** START The input **

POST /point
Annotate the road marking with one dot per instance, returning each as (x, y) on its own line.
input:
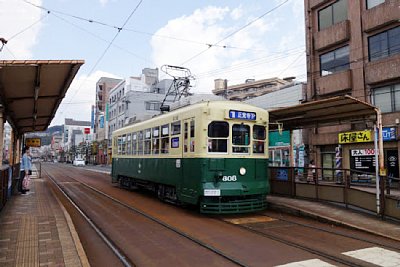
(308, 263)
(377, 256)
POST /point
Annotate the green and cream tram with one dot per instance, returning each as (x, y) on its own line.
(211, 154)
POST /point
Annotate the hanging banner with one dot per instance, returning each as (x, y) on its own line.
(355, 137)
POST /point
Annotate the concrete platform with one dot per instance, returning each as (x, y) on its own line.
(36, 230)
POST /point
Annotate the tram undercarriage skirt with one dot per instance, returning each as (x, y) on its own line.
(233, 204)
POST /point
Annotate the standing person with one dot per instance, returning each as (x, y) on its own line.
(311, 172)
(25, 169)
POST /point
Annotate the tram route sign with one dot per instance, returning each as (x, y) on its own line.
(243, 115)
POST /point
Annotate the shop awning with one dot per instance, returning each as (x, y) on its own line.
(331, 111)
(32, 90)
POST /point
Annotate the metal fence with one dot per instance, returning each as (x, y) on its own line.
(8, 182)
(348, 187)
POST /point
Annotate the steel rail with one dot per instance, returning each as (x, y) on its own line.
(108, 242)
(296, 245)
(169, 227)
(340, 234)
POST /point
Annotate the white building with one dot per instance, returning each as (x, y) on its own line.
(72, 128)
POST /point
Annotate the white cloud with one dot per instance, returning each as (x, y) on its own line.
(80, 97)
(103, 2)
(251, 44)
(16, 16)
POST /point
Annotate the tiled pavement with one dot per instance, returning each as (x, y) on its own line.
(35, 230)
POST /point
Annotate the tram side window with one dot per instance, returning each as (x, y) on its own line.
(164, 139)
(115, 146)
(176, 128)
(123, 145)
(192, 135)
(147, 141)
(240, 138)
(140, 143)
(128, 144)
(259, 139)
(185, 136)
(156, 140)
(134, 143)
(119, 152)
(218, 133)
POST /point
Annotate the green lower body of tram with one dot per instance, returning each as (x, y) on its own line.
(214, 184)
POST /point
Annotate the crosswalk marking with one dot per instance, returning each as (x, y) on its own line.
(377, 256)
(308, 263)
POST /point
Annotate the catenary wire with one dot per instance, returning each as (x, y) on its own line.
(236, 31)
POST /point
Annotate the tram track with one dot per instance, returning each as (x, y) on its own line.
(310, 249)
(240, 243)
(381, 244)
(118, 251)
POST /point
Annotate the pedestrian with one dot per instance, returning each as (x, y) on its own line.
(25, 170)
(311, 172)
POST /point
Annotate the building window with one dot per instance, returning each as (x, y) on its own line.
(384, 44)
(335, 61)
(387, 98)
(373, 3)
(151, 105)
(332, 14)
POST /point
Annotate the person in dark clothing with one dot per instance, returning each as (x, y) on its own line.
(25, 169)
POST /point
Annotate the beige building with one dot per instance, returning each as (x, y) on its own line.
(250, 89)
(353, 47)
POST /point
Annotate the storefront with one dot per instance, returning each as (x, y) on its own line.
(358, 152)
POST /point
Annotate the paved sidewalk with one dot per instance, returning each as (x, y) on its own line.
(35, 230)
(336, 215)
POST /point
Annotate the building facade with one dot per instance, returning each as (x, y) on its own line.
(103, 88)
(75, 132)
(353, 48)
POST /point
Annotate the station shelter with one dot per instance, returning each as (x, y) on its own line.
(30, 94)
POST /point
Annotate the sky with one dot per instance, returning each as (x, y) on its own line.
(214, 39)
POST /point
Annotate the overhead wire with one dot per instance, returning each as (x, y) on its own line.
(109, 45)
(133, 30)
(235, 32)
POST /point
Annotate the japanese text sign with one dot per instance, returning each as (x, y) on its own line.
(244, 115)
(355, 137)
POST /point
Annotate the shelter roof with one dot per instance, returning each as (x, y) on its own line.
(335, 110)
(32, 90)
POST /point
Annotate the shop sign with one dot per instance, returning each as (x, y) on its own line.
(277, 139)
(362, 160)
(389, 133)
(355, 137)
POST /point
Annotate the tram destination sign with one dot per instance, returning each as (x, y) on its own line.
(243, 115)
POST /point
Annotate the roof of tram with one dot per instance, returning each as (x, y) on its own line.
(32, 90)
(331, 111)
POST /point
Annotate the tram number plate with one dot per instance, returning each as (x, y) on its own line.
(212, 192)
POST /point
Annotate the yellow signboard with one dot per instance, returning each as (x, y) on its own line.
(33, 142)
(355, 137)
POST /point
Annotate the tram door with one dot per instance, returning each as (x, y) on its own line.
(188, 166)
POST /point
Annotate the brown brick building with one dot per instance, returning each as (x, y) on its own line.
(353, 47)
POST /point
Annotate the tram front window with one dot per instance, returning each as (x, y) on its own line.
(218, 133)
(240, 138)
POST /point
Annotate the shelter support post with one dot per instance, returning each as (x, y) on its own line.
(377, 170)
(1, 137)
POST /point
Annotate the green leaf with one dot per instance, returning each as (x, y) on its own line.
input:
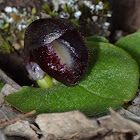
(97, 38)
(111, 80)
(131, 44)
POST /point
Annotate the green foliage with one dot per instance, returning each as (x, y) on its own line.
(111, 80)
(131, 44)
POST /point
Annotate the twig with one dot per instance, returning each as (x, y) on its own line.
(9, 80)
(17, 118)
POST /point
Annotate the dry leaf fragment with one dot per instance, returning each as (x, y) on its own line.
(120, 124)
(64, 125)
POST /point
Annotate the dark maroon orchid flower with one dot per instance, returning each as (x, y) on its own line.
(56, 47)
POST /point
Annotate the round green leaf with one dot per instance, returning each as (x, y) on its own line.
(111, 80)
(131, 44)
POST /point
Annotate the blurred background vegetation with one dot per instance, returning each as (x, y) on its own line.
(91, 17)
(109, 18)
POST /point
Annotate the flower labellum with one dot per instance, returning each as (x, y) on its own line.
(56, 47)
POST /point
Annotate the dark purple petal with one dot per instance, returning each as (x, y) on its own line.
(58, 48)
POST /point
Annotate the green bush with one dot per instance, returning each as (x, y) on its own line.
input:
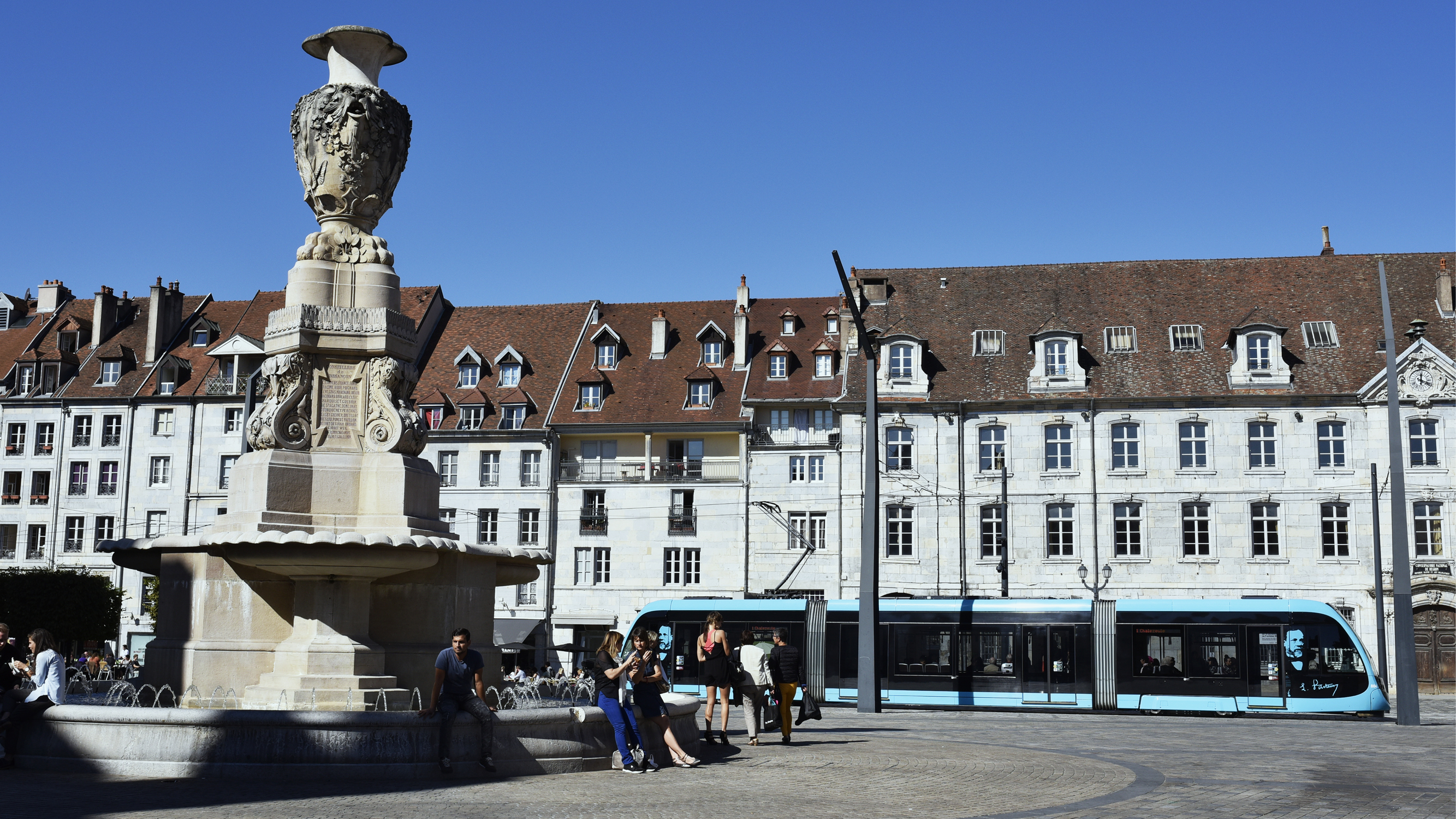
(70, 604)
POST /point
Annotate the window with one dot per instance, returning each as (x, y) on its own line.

** END The input **

Repeat each record exactly, with the pictures left out.

* Response to the exercise *
POST /point
Annotate the road marking with one dot per instance, returning each as (x, y) on its own line.
input:
(308, 263)
(377, 256)
POST /point
Annotate the green and cream tram with one dot per instance, returning each as (x, y) on its own line.
(211, 154)
POST /point
Annotate the hanging banner with one dot per instance, returning each as (x, y) on its own line.
(355, 137)
POST /point
Annotate the concrete platform with one dot per instance, returning each as (x, y) on its own line.
(36, 230)
POST /point
Annotate the tram undercarriage skirt with one dot per instance, returning each as (x, y) on its own line.
(233, 204)
POST /point
Annotate the standing person with one dot per instance, returning each as (x, y) on its own line.
(311, 172)
(25, 169)
POST /point
Annotate the tram route sign with one dot per instance, returning each as (x, y) on its own line.
(243, 115)
POST /point
Annotate the shop awning with one dot per instance, returning each as (x, y) on its own line.
(331, 111)
(32, 90)
POST /point
Annotate the metal fence with one dot per instance, returning each as (x, y) on its own line.
(8, 182)
(348, 187)
POST /point
Annotate the steel rail with one dot per instance, returning each as (x, y) on its own line.
(108, 242)
(296, 245)
(169, 227)
(340, 234)
POST /point
Annotate the white building with one dot per instance, returning each as (x, y) on its own line.
(72, 128)
POST /point
Annotate the white cloud with one dot per instance, returning each as (x, y) on its own line.
(80, 97)
(103, 2)
(251, 44)
(16, 16)
POST /point
Annotate the tiled pavement with one dot per instance, returning each as (x, y) on its own line.
(35, 230)
POST /point
Annotate the tram side window with one dot per instance, returning each as (x, y) on its own line.
(164, 139)
(115, 146)
(176, 128)
(123, 145)
(192, 135)
(147, 141)
(240, 138)
(140, 143)
(128, 144)
(259, 139)
(185, 136)
(156, 140)
(134, 143)
(119, 152)
(218, 133)
POST /point
Annotate the green lower body of tram with one dot per instance, returning each as (x, y) on its own line.
(214, 184)
POST /point
Annotate the crosswalk marking with one dot per instance, returning each as (x, y) on its own line.
(377, 256)
(308, 263)
POST /point
Annotate the catenary wire with one dot per instance, returning each as (x, y) on its own line.
(236, 31)
POST /point
Annotate the tram track with one dot per instance, returning each as (x, y) on its own line.
(310, 249)
(240, 243)
(381, 244)
(118, 251)
POST /point
Annotate the pedestrian with one dot per instance, returning each as (x, y) on its own line.
(25, 170)
(311, 172)
POST /point
Annotate the building window with one dot per instance, returning each as (x, y) on its own line.
(384, 44)
(335, 61)
(387, 98)
(373, 3)
(151, 105)
(332, 14)
POST /point
Annotate the person in dark clothing with one dot per instance, returning each as (x, y) on its own line.
(25, 169)
POST /point
Annotate the beige building with one dot per instance, returning each as (x, y) on its own line.
(250, 89)
(353, 47)
POST /point
Annotate the storefront with one dot per instance, returning each as (x, y) on its own line.
(358, 152)
POST /point
Annotate the paved sidewalk with one dot per instance, returning each as (x, y) on its own line.
(35, 230)
(336, 215)
POST /point
Annotate the building facade with one dot per instance, returning each as (x, y) on its own line.
(103, 88)
(75, 132)
(353, 48)
POST /point
Annotate the station shelter with one dot per instance, returning each as (x, y) on its own line.
(30, 94)
POST /point
Annotate the sky with one dot per instance, returning each as (x, y) on its own line.
(214, 39)
POST /point
Annotate the overhead wire with one dot per instance, returning each as (x, y) on its own line.
(109, 45)
(133, 30)
(235, 32)
POST /point
Annotate the japanese text sign with one dot per instance, returning each as (x, y) on its own line.
(244, 115)
(355, 137)
POST /point
Annotate the shelter roof with one dot per instance, returning each as (x, y) on its own line.
(335, 110)
(32, 90)
POST /point
Annotate the shop sign with one dot per instance, returning each as (x, y) on its own line.
(277, 139)
(362, 160)
(389, 133)
(355, 137)
POST /point
Annotate the tram destination sign with one dot per instance, returning each as (x, y) on its own line.
(243, 115)
POST /point
Annotate the roof of tram with one dot per instance, returning each as (x, y) on its own line.
(32, 90)
(331, 111)
POST /point
Annotate the tram number plate with one dot per instance, returning each as (x, y) on its own line.
(212, 192)
POST /point
Annotate the yellow signboard with one dot per instance, returning each as (x, y) on its own line.
(33, 142)
(355, 137)
POST /point
Annotate the tram door with one dot per instance, returning each as (x, y) on its own line.
(188, 166)
POST /point
Annotate the brown brick building with one dot per instance, returning each as (x, y) on its own line.
(353, 47)
POST /point
Annotate the tram front window with one dot per instance, returning each as (x, y) on its own line.
(218, 133)
(240, 138)
POST /point
Annotate the shelter support post with one dot per instance, returning each as (x, y) on its own line.
(377, 170)
(1, 137)
POST /point
Annotate the green leaf with one dot per instance, returning each as (x, y) on its own line.
input:
(97, 38)
(111, 80)
(131, 44)
POST /point
Annotate the green foliage with one dot per instance, returning each as (x, y) on its own line.
(111, 80)
(131, 44)
POST /point
Annotate the twig with one dot per instance, returning each as (x, y) on its own line.
(9, 80)
(17, 118)
POST /point
Annotate the dry leaf fragment with one dot per instance, returning each as (x, y) on its own line.
(120, 124)
(64, 125)
POST /point
Annotate the dark maroon orchid flower with one dot per instance, returning each as (x, y) on its own line.
(56, 47)
POST /point
Annotate the round green leaf with one dot per instance, returning each as (x, y) on its own line.
(111, 80)
(131, 44)
POST /point
Annotate the blurred background vegetation with one dot per instance, returning each as (x, y) on its own line.
(91, 17)
(109, 18)
POST /point
Annotate the flower labellum with one dot per instance, returning each as (x, y) on its own line.
(56, 47)
POST /point
Annotate the dark purple petal with one dot per instance, returning each as (x, y) on its own line.
(58, 48)
POST /point
Annotate the green bush with one dot per instance, returning each as (x, y) on its own line.
input:
(70, 604)
POST /point
Annotate the window with one dot per instance, returning each as (x, y) on its own line.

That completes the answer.